**WORK REQUIRED:** In the given text, what did politicians balk at when they claimed they wanted to rein in wasteful spending?

**GIVEN TEXT:**
———
The playbook is always the same:
That last one is particularly insidious, and we’ve seen it wielded ruthlessly by transgender activists. It doesn’t matter what your actual argument is. Oppose self-ID? You want trans people dead. Question puberty blockers for kids? You’re killing children.
It’s a form of argument that isn’t meant to be engaged with—it’s meant to shut down debate entirely. And for years, it worked.
What Trump has demonstrated — perhaps more than anything else — is that the willingness to kill that puppy was what held back previous attempts at cutting costs and dismantling entrenched bureaucracies. Time and again, politicians claimed they wanted to rein in wasteful spending, but they balked when confronted with the moral blackmail of activist groups and their media enablers. They stuck to accepted, ‘respectable’ cost cutting measures, and ultimately all they ever managed to achieve was to, at best, slow down the permanent government until they left office.
Trump, by contrast, ignored the hysteria, made the cuts, and the world kept turning, sans significant chunks of ‘the Deep State’. That is the lesson Ireland must learn.
———
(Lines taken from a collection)
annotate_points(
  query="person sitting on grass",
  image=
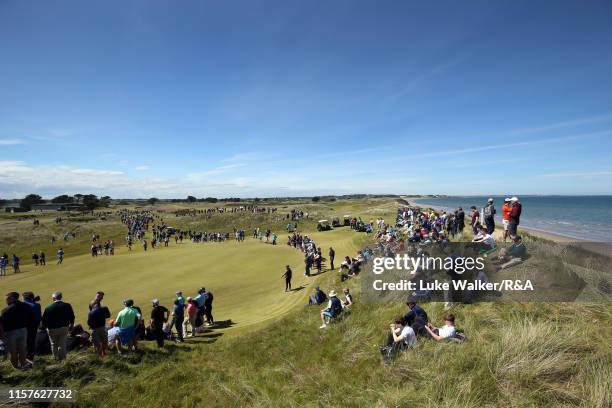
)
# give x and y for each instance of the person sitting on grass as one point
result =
(512, 255)
(348, 299)
(127, 320)
(333, 309)
(401, 337)
(318, 297)
(483, 241)
(416, 317)
(444, 332)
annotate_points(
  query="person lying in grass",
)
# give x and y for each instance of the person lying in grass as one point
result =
(348, 299)
(444, 332)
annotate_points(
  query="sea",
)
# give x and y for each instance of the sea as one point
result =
(581, 217)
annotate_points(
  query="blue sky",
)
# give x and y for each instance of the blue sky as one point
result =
(267, 98)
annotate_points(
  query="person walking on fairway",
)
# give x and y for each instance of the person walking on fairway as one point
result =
(60, 256)
(58, 319)
(287, 275)
(16, 264)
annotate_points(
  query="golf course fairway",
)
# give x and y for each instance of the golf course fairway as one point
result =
(245, 277)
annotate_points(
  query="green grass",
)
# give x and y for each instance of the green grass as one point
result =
(517, 354)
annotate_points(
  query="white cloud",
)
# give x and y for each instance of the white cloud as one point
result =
(10, 142)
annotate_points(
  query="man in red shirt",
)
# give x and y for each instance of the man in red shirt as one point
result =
(506, 208)
(475, 219)
(515, 216)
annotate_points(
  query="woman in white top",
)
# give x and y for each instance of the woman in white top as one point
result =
(444, 332)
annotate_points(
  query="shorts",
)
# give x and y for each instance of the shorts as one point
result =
(126, 335)
(99, 336)
(16, 341)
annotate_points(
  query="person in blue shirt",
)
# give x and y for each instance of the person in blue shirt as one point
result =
(416, 317)
(333, 309)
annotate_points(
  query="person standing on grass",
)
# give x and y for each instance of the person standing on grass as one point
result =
(515, 216)
(460, 220)
(159, 316)
(180, 297)
(178, 316)
(32, 301)
(287, 275)
(208, 307)
(192, 311)
(332, 255)
(96, 319)
(16, 264)
(127, 320)
(14, 321)
(506, 209)
(58, 319)
(3, 264)
(475, 219)
(97, 300)
(489, 216)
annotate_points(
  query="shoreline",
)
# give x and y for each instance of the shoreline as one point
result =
(550, 236)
———
**ANSWER TO THE PROBLEM:** The moral blackmail of activist groups and their media enablers.